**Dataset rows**
========================================

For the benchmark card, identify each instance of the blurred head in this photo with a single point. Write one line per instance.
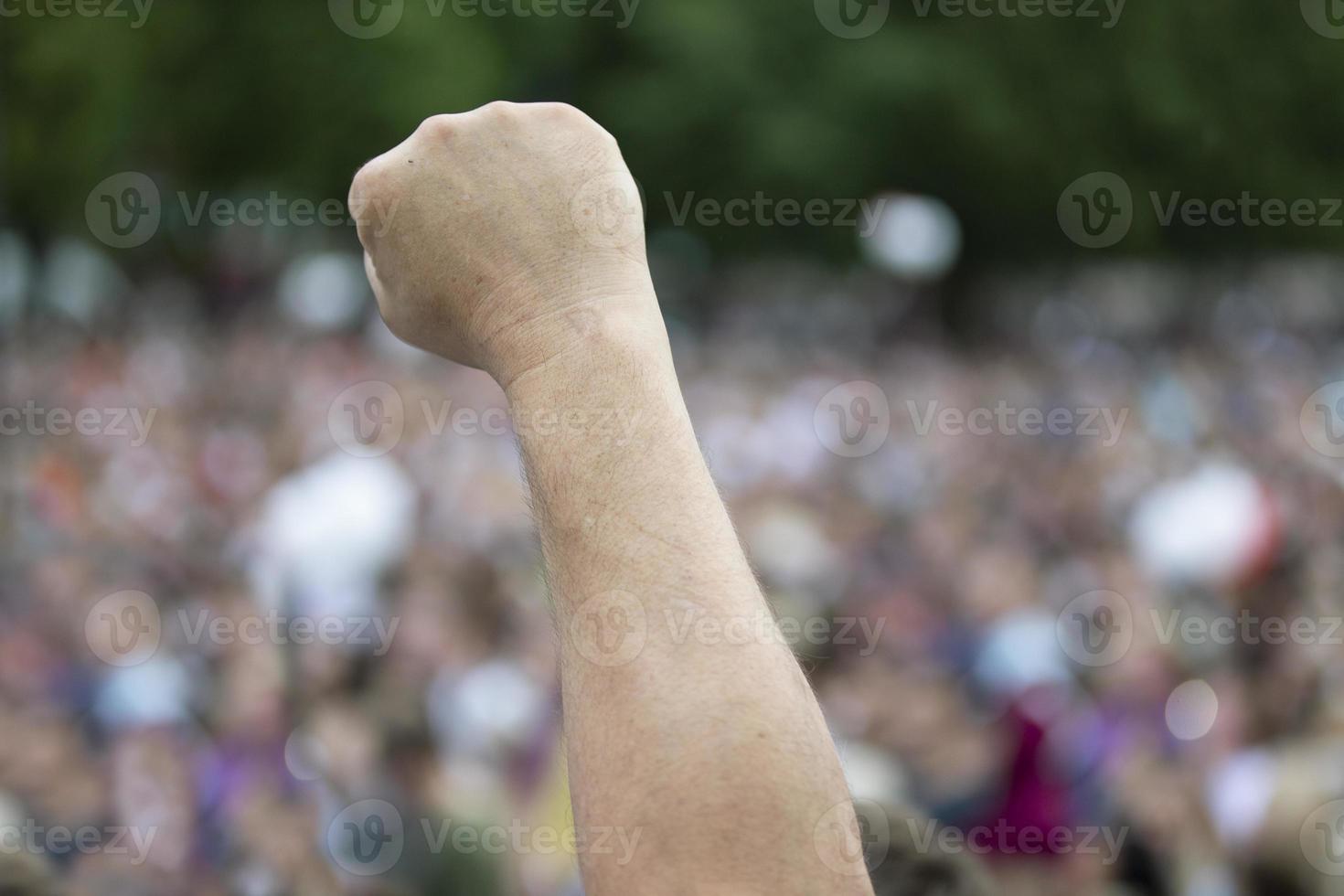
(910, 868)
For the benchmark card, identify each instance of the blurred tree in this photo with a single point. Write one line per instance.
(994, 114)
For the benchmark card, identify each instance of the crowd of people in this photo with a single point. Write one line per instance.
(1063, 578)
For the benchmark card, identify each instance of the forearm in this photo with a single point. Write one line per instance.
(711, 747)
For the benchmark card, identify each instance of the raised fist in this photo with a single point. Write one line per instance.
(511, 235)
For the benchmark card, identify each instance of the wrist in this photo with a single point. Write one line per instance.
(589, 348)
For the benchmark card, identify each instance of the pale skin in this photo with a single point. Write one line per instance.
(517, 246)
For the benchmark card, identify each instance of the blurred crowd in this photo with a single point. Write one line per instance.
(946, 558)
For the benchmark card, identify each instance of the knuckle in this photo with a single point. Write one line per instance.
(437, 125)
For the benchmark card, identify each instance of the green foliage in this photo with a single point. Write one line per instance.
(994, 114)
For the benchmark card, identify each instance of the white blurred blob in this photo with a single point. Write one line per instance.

========================================

Starting at the line that contains "For the benchmark card, identify each instance of the forearm", quote each remaining line of the entries above, unchanged.

**FULL OUTPUT**
For the benchmark card, identify each instance of the forearm in this photo with a single point. Write one line per instance.
(711, 747)
For the benchmark card, identify each instance of the raised fist in this photo with a single point. Write one line per instance.
(511, 235)
For the benchmark card, identify each instance of the wrist in this photo with a single point. Write one line per instance.
(589, 348)
For the benchmark card, identify each instance of the pale skin in this photo with a single point. Write one line per instance.
(517, 246)
For the benchmark card, identify each instance of the blurred crowd in this photo with a single point. Write one line per instance.
(946, 558)
For the benchmark card, identify each instance of the knuckle in this photo with a single point. Write one line per instance.
(437, 125)
For the benchmark card, identify each instance of the green foliage in this photo with a single point. Write one line per instance.
(994, 114)
For the benchmark card, identify each instance of the white blurred blob in this photo with a single point. Write one line per instance.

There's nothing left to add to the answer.